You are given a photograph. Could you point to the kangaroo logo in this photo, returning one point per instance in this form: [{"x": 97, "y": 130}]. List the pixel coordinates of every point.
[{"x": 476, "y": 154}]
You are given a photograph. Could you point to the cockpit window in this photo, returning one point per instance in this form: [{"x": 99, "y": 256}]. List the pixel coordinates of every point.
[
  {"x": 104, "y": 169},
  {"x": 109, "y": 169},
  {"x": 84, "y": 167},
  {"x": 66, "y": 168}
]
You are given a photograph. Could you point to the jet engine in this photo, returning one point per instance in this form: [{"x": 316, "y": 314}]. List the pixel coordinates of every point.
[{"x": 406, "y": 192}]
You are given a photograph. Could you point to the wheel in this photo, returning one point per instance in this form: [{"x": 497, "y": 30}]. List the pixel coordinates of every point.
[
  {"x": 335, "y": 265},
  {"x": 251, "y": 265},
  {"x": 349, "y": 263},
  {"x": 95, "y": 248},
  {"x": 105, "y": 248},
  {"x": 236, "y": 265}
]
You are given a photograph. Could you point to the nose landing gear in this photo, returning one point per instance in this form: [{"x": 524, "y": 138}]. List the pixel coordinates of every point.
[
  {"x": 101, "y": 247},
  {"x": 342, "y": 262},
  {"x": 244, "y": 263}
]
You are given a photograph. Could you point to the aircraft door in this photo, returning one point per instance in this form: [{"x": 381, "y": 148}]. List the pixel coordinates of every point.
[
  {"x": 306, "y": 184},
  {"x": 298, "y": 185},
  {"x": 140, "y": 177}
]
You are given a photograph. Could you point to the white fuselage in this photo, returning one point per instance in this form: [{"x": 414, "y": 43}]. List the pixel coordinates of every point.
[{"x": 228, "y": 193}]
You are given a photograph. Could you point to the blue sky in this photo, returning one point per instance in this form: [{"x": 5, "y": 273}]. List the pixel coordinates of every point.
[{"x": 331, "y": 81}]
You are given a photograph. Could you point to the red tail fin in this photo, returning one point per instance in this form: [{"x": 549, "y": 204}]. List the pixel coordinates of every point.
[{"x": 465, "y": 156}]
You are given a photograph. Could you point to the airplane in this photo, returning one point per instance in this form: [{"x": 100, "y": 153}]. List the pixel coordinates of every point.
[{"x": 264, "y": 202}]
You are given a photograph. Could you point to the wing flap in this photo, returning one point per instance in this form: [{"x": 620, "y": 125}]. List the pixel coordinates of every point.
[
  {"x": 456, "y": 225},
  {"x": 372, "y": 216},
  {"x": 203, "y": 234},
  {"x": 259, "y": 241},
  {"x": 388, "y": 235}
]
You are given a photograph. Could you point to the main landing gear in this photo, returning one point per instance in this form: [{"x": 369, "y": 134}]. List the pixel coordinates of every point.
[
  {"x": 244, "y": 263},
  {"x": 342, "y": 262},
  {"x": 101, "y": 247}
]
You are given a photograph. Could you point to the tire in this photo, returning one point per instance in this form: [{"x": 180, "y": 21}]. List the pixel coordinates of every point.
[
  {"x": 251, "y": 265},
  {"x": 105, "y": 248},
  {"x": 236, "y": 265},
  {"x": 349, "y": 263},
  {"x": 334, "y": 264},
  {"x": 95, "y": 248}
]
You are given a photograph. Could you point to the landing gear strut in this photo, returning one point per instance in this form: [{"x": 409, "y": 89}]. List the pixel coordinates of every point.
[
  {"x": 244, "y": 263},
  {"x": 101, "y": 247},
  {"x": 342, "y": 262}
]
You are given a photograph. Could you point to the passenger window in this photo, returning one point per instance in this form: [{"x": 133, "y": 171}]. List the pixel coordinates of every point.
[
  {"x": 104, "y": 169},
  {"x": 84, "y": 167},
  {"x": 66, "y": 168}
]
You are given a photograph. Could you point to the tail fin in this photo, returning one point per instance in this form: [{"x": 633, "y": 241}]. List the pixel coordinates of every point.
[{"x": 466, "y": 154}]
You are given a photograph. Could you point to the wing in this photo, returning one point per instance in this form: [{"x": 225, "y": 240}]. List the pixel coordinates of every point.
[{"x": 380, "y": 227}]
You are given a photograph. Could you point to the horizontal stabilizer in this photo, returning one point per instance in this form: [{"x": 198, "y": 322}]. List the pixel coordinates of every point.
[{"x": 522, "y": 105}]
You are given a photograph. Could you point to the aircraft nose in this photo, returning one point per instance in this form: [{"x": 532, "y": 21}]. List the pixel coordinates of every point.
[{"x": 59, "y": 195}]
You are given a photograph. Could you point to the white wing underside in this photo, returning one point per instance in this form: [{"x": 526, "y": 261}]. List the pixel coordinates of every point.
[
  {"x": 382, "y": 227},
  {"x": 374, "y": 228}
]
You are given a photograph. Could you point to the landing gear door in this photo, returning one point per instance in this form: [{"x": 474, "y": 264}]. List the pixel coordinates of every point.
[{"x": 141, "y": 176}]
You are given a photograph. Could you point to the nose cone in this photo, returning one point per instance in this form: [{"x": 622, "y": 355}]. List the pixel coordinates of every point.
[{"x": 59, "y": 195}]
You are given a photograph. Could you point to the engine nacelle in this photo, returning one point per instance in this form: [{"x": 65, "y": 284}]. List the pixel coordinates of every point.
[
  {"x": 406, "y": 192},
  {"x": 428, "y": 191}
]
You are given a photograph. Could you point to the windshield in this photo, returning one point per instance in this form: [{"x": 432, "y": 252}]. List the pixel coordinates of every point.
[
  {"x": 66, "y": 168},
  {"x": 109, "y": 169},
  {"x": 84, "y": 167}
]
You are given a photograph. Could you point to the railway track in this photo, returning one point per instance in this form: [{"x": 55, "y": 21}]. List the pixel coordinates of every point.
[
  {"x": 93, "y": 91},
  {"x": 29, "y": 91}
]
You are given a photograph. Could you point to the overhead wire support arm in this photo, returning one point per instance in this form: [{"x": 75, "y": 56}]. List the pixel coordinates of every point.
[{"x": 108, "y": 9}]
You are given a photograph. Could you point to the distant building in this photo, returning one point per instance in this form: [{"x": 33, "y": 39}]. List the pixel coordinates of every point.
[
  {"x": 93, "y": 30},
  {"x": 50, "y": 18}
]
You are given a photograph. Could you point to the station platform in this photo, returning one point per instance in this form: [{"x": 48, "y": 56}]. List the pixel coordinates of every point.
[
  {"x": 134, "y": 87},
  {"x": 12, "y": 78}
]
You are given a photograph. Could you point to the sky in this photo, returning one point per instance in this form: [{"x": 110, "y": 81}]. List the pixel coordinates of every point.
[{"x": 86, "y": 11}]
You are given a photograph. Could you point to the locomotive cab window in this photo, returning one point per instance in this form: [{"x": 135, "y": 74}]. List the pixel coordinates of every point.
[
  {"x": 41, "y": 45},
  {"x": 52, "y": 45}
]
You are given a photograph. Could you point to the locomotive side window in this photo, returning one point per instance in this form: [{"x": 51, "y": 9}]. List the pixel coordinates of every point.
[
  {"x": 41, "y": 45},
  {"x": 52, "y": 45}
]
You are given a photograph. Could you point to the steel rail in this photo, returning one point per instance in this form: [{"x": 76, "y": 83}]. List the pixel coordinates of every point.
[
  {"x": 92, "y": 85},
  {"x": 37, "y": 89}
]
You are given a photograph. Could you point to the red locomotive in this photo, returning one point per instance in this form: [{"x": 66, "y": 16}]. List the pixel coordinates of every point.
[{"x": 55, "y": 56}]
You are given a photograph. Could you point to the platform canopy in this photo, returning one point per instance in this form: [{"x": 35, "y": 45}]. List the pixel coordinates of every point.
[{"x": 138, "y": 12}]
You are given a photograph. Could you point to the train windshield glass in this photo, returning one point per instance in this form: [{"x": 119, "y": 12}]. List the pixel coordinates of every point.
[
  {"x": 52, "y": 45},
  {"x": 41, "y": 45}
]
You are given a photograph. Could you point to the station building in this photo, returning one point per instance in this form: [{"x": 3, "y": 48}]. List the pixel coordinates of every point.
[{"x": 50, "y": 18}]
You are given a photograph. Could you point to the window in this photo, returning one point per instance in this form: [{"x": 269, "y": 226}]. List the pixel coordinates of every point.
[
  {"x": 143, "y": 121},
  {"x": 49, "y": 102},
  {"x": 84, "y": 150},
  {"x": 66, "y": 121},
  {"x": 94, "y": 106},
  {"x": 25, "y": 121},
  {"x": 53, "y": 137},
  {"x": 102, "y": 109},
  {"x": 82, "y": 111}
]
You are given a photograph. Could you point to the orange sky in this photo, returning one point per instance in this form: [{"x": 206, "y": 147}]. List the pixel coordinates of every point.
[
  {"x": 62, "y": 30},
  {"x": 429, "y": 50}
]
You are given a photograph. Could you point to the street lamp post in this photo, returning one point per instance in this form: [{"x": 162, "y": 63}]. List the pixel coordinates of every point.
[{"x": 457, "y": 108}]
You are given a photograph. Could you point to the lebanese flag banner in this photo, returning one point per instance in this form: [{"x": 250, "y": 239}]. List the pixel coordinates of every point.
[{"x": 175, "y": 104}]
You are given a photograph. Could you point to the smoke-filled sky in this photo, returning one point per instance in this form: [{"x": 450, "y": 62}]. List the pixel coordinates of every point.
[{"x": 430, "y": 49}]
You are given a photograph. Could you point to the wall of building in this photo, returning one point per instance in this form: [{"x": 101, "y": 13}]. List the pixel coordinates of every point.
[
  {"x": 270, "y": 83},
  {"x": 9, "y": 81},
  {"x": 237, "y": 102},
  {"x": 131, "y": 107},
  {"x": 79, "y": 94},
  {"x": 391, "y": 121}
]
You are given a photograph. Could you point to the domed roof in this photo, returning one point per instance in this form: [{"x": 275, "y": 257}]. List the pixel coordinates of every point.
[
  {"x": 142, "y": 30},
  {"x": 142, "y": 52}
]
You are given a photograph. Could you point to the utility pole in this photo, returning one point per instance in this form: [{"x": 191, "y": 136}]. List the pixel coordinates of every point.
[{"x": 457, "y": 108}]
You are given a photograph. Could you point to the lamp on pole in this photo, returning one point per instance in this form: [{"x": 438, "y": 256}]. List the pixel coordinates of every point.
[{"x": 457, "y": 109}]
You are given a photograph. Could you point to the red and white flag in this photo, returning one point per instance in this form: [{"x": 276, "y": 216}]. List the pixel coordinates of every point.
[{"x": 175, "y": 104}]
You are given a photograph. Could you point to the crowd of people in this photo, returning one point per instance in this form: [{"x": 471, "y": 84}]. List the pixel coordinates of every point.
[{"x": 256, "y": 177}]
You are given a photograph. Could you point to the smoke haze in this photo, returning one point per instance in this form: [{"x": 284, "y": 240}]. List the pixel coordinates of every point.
****************
Could you quote, exactly as they appear, the line containing "You are given a photograph. Could you point to the utility" and every line after it to the end of the records above?

Task answer »
You are given a photograph. Could you point to the utility pole in this photo, returning one point per instance in this form: [{"x": 191, "y": 136}]. List the pixel coordinates of every point.
[{"x": 457, "y": 108}]
You are given a photograph. Could you point to the lamp on pole in this photo, returning one point per instance in this form: [{"x": 438, "y": 256}]. List the pixel coordinates of every point.
[{"x": 457, "y": 109}]
You are given a photograph. Could you point to the red and white flag in this photo, returning one point per instance in this form: [{"x": 276, "y": 216}]. List the pixel coordinates of every point.
[{"x": 175, "y": 104}]
You are given a photograph. Could you point to the crowd of people in this photo, returning one point per instance in this form: [{"x": 471, "y": 84}]. List the pixel coordinates of every point.
[{"x": 256, "y": 177}]
You are given a photograph. Could you point to the smoke haze in this photo, returning one point per instance in this form: [{"x": 284, "y": 240}]. List the pixel coordinates of every point.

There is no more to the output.